The quarter eagle was a gold coin issued by the United States with a value of two hundred and fifty cents, or two dollars and fifty cents. It was given its name in the Coinage Act of 1792, as a derivation from the US ten-dollar eagle coin.

History

The quarter eagle denomination was struck at the main mint at Philadelphia (1796–1929), and branch mints in Charlotte (1838–1860), New Orleans (1839–1857 only), Dahlonega (1839–1859), San Francisco (1854–1879), and Denver (1911–1925). Years were skipped at the various mints, with no coins at all made between 1808 and 1821 and 1915 and 1925. The first issues weighed 67.5 grains, fineness .9167, until the weight was modified to 64.5 grains and the fineness changed to .8992 by the Act of June 28, 1834. The Coinage Act of 1837 (January 18, 1837) established a fineness of .900. This means that 1837 and later quarter eagles contain 0.121 Troy Oz. of gold content.

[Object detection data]
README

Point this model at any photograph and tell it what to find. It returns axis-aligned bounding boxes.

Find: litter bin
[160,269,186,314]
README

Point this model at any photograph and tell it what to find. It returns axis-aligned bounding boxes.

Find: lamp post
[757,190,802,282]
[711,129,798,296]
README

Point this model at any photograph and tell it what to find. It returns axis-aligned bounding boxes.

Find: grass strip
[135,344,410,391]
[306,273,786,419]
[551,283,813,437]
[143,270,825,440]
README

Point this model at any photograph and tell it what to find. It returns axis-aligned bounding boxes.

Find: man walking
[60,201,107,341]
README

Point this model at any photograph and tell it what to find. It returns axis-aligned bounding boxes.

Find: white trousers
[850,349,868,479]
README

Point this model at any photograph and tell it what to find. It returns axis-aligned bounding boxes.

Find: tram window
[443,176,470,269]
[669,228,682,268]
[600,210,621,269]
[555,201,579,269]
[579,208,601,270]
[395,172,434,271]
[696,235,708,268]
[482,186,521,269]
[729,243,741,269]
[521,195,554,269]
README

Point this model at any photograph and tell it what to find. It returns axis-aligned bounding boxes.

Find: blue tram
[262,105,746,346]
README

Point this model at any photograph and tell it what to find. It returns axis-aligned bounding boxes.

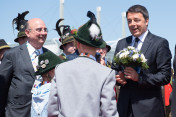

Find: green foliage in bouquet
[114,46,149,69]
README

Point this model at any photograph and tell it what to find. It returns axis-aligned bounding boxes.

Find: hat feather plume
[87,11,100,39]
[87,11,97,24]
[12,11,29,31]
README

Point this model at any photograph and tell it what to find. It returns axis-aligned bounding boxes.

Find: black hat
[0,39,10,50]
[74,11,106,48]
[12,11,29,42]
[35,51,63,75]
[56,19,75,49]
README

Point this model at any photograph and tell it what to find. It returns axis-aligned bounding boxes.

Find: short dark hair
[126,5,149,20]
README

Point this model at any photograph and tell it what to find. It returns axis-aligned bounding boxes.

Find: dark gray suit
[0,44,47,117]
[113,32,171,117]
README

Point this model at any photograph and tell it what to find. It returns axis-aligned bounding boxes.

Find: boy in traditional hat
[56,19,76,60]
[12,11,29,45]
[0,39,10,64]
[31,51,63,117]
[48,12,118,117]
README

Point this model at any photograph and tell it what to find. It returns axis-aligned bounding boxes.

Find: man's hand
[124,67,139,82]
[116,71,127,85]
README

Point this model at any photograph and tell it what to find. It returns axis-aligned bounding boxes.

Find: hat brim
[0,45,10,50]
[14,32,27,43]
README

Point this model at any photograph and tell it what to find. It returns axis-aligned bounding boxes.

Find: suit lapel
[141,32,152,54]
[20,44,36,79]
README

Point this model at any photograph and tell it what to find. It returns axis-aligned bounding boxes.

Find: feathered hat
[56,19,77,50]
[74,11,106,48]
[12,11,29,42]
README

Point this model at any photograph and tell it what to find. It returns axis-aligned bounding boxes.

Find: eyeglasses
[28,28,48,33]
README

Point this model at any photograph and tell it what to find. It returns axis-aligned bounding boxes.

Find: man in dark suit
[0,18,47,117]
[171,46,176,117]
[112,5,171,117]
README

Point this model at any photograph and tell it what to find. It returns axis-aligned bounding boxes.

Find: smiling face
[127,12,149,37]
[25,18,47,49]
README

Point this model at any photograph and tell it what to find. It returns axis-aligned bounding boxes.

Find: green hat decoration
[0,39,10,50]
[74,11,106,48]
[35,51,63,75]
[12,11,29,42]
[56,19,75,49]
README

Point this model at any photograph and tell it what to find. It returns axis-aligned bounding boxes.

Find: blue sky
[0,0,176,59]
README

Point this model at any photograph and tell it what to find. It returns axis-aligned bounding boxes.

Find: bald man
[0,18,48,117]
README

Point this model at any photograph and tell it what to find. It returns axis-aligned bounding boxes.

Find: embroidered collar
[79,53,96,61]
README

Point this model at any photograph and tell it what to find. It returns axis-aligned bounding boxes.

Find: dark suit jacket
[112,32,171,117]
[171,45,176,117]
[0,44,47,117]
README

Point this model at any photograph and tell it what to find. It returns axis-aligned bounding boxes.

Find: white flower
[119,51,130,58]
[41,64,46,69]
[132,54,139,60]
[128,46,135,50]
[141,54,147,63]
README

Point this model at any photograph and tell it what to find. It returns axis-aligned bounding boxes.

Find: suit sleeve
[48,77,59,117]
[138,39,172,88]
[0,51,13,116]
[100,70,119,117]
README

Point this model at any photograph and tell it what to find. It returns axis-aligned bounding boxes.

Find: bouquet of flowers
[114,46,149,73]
--
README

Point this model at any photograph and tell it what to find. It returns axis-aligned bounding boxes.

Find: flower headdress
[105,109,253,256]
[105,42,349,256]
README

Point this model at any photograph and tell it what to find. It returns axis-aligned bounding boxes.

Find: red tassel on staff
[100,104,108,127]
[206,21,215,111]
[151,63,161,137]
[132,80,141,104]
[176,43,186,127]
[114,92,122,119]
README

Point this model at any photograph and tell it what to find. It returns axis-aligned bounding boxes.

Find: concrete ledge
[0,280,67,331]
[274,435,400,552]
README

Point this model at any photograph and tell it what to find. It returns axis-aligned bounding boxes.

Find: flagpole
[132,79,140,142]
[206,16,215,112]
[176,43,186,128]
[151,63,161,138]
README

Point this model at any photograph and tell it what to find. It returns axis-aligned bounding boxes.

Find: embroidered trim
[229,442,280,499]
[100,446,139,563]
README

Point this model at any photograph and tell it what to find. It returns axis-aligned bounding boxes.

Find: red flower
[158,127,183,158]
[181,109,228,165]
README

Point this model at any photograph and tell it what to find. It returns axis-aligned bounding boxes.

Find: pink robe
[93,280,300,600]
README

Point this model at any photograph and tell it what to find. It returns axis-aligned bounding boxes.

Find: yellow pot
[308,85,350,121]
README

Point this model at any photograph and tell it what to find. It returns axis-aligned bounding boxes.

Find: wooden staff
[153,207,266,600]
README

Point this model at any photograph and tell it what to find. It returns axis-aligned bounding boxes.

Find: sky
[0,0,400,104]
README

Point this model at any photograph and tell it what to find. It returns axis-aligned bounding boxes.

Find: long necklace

» TASKS
a: Using the text on the quarter eagle, say whether each statement agrees with it, answering yes or no and quoting the deciding words: (i) The Denver mint struck quarter eagles from 1911 to 1925. (ii) The Coinage Act of 1837 set the fineness at .9167. (iii) No quarter eagles were made between 1808 and 1821.
b: Pick out every line of the records that contains the word "embroidered".

» SOLUTIONS
a:
(i) Yes: "Denver (1911–1925)"
(ii) No: "The Coinage Act of 1837 (January 18, 1837) established a fineness of .900."
(iii) Yes: "with no coins at all made between 1808 and 1821"

b:
Find: embroidered collar
Find: embroidered trim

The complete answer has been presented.